— Instructions to follow —
Render the rows from the line containing "Target: white cloud" through the final line of the rows, both included, as a Markdown table with a Number column for the sequence number and a Text column for the line itself, omitting any blank lines.

— Dataset extract —
╭──

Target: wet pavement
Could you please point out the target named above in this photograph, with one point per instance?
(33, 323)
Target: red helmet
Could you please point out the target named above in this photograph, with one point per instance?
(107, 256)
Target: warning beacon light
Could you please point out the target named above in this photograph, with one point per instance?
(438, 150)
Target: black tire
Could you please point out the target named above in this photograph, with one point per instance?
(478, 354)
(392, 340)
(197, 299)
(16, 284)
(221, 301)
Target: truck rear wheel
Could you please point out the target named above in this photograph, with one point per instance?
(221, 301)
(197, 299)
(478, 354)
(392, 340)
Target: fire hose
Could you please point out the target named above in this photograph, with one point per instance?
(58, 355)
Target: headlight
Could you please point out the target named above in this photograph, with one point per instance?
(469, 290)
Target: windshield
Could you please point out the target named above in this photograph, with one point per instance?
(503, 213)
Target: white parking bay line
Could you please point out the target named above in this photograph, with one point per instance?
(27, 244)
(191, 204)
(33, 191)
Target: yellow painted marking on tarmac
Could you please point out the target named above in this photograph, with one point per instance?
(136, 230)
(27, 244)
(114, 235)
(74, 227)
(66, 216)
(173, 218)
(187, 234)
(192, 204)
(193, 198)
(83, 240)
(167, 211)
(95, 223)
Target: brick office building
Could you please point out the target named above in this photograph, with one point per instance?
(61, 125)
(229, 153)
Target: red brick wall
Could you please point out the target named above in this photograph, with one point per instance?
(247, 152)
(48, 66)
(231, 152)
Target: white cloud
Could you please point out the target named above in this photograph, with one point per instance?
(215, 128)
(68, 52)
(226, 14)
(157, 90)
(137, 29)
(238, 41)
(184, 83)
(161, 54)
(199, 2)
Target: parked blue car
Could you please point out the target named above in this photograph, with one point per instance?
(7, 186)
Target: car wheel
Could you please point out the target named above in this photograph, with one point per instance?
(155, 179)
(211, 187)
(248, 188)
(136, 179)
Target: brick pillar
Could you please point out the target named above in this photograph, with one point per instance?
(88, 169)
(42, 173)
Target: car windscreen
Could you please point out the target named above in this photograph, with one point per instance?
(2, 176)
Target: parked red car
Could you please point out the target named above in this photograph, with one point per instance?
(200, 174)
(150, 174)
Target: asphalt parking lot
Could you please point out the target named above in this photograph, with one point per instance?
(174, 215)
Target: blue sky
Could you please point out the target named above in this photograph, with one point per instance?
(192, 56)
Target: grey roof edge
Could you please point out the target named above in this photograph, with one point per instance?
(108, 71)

╰──

— Correct result —
| Number | Text |
|---|---|
| 1 | Target: white cloud |
| 2 | Could you please point out the target named above in this photograph, with one point per instance? |
| 3 | (215, 128) |
| 4 | (68, 52) |
| 5 | (226, 14) |
| 6 | (157, 90) |
| 7 | (137, 29) |
| 8 | (238, 41) |
| 9 | (184, 83) |
| 10 | (161, 54) |
| 11 | (199, 2) |
| 12 | Target: parked blue car |
| 13 | Could you please point out the target named above in this photograph, with one point per instance? |
| 14 | (7, 186) |
| 15 | Target: car wheel |
| 16 | Could you please point out the target named above in this photograph, with one point per instance? |
| 17 | (155, 179) |
| 18 | (211, 187) |
| 19 | (248, 188) |
| 20 | (136, 179) |
| 21 | Target: brick pillar |
| 22 | Could you please point out the target named above in this photograph, with one point per instance? |
| 23 | (88, 169) |
| 24 | (42, 173) |
| 25 | Target: car windscreen |
| 26 | Could you please point out the target named above in this photograph, with one point per instance? |
| 27 | (2, 176) |
| 28 | Target: parked red car |
| 29 | Could you please point out the target named above in this photograph, with one point per instance? |
| 30 | (200, 174) |
| 31 | (150, 174) |
| 32 | Target: asphalt parking lot |
| 33 | Could you please point out the target named above in this photograph, with one point per instance? |
| 34 | (174, 215) |
| 35 | Target: blue sky |
| 36 | Could you please point out the target named above in this photograph, with one point per instance? |
| 37 | (192, 56) |
| 38 | Target: grey roof edge |
| 39 | Could you please point out the target named above in this photograph, with one point per instance? |
| 40 | (108, 71) |